- Instructions -
[1] Repeat the part of the Booker T. Washington passage starting with "However, many of" and going on through "T. Washington c1917.", word for word.
[2] According to the Booker T. Washington passage, what institute did Washington found?
[3] Resume the Booker T. Washington passage after its final sentence and write on from there.

Booker T. Washington and the Atlanta Compromise

This post comes to us from Danna Bell-Russel of the Library of Congress.

 

Booker T. Washington's Atlanta Exposition speech, September 18, 1895.

As the United States entered the 20th century, African Americans faced a new and challenging landscape. A mere thirty-five years after the abolition of slavery, the majority of African Americans had learned to read and hundreds were heading to colleges and universities to continue their studies. The 1900 Paris Exposition created by W.E.B. DuBois showcased the gains that African Americans had made since emancipation.

However, many of the freedoms gained during the era of reconstruction were beginning to disappear. It became more and more difficult for African Americans to vote; the Plessy v. Ferguson ruling made segregation the law of the land; and groups such as the Ku Klux Klan and the Knights of the White Camelia tried to reverse the successes of African Americans, sometimes using violence and lynching to strike fear in the African American community.

Many contributed to the debates on how best to secure and advance the rights of African Americans, but one of the major contributors was the educator Booker T. Washington. Washington, the founder of Tuskegee Institute, stated his views in a speech at the Cotton States and International Exposition in Atlanta, Georgia, in September 1895.

 

Booker T. Washington c1917.

This speech, which is often called the “Atlanta Compromise,” was the first speech given by an African American man in front of a racially mixed audience in the South. In it, Washington suggested that African Americans should not agitate for social and political equality in return for the opportunity to acquire vocational training and participate in the economic development of the New South. He believed that through hard work and hard-earned respect, African Americans would gain the esteem of white society and eventually full citizenship.

- Supplied data -
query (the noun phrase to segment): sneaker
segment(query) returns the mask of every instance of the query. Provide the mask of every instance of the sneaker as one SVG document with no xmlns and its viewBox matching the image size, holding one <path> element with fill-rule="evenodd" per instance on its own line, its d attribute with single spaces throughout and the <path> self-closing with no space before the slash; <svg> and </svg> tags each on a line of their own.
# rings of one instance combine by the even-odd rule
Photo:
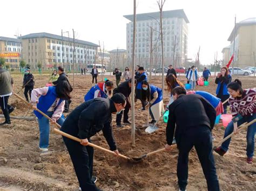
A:
<svg viewBox="0 0 256 191">
<path fill-rule="evenodd" d="M 246 162 L 247 162 L 248 164 L 252 164 L 252 157 L 247 157 Z"/>
<path fill-rule="evenodd" d="M 217 148 L 214 148 L 214 150 L 215 152 L 216 152 L 218 154 L 219 154 L 221 156 L 223 156 L 225 154 L 225 153 L 226 153 L 226 151 L 223 150 L 220 147 L 220 146 Z"/>
<path fill-rule="evenodd" d="M 155 124 L 156 123 L 157 123 L 157 121 L 154 119 L 152 119 L 152 121 L 149 123 L 151 123 L 151 124 Z"/>
<path fill-rule="evenodd" d="M 48 148 L 40 148 L 39 147 L 39 149 L 40 149 L 40 151 L 42 152 L 47 152 L 48 151 Z"/>
<path fill-rule="evenodd" d="M 128 120 L 127 120 L 127 121 L 125 121 L 124 122 L 124 123 L 125 123 L 125 124 L 128 124 L 128 125 L 131 125 L 131 124 L 132 124 L 132 123 L 131 123 L 130 122 L 129 122 Z"/>
<path fill-rule="evenodd" d="M 0 125 L 9 125 L 11 124 L 11 122 L 10 121 L 9 121 L 9 122 L 6 122 L 6 121 L 4 122 L 4 123 L 0 123 Z"/>
<path fill-rule="evenodd" d="M 94 182 L 94 183 L 96 183 L 97 181 L 98 180 L 98 178 L 96 176 L 92 176 L 91 179 L 92 181 Z"/>
<path fill-rule="evenodd" d="M 123 128 L 124 126 L 122 124 L 118 124 L 117 125 L 117 128 Z"/>
</svg>

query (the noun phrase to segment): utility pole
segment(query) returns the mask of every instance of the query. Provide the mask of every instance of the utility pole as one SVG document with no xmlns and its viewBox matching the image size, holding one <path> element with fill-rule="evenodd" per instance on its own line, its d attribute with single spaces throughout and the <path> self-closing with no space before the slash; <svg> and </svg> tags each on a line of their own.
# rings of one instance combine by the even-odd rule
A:
<svg viewBox="0 0 256 191">
<path fill-rule="evenodd" d="M 234 45 L 233 46 L 233 55 L 234 55 L 234 47 L 235 47 L 235 25 L 236 25 L 236 23 L 237 23 L 237 16 L 235 16 L 235 26 L 234 27 Z M 234 74 L 234 60 L 233 59 L 232 60 L 232 75 Z"/>
<path fill-rule="evenodd" d="M 132 145 L 135 145 L 135 120 L 134 120 L 134 70 L 135 70 L 135 39 L 136 38 L 136 0 L 133 0 L 133 38 L 132 39 Z"/>
</svg>

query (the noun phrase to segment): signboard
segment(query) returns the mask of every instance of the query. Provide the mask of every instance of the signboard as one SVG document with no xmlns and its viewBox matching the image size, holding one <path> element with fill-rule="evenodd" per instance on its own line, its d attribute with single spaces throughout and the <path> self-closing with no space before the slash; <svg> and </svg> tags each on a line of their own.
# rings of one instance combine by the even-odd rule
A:
<svg viewBox="0 0 256 191">
<path fill-rule="evenodd" d="M 0 53 L 0 57 L 19 57 L 19 53 Z"/>
</svg>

- Results of the exercise -
[1]
However, many of the freedoms gained during the era of reconstruction were beginning to disappear. It became more and more difficult for African Americans to vote; the Plessy v. Ferguson ruling made segregation the law of the land; and groups such as the Ku Klux Klan and the Knights of the White Camelia tried to reverse the successes of African Americans, sometimes using violence and lynching to strike fear in the African American community.

Many contributed to the debates on how best to secure and advance the rights of African Americans, but one of the major contributors was the educator Booker T. Washington. Washington, the founder of Tuskegee Institute, stated his views in a speech at the Cotton States and International Exposition in Atlanta, Georgia, in September 1895.

 

Booker T. Washington c1917.

[2] Tuskegee Institute.

[3]
After giving this speech Washington became an extremely popular speaker and gave speeches around the United States. He also helped found the National Negro Business League to support African American entrepreneurs, and was invited to the White House for dinner with President Theodore Roosevelt. Washington continued to give speeches and provide support to the African American community until his death in 1915.

Teaching Ideas

  • Have students read Washington’s speech. Who do you think was the audience for this speech?
  • Ask students to investigate what was happening at the time the speech was delivered. Would the content of the speech be different if it had been delivered 10 years later? If it were delivered now?
  • Visit the Chronicling America website and locate responses to Washington’s speech in the Washington Bee, one of African-American newspapers published at the time. Students can select one or more of the responses to defend or refute.
  • Have students study the placement of articles about Washington’s speech in other newspapers within Chronicling America during the months of September and October 1895. Where were articles about the speech placed? Was the placement different in papers with majority white readers than in papers with majority African American readership?
  • Look more specifically at the actual articles on the Cotton Exposition. What was said about Washington’s speech? Does it receive extensive coverage or is it a minor footnote within the larger article on the exposition?
  • One of the people who spoke out against Washington’s view was W.E.B DuBois. Students can compare Washington’s speech and chapter three of the book The Souls of Black Folk, and identify points at which DuBois agree or disagree with each other. Have students consider if their debate is still relevant today.
  • Review the drafts of the poem “Ballad of Booker T.” by Langston Hughes. What is Hughes’ opinion of Booker T. Washington? How did Hughes’ life experiences shape his writing? What do you think Washington would have thought of the poem?

Additional Resources

You’ll find more primary sources from this era in the Library of Congress online exhibition NAACP: A Century in the Fight for Freedom.

How do you think historic speeches like the Atlanta Compromise could be incorporated into classroom teaching? If you have successful examples from your own teaching, please let us know in the comments.

As the United States entered the 20th century, African Americans faced a new and challenging landscape. A mere thirty-five years after the abolition of slavery, the majority of African Americans had learned to read and hundreds were heading to colleges and universities to continue their studies. The 1900 Paris Exposition created by W.E.B. DuBois showcased the gains that African Americans had made since emancipation.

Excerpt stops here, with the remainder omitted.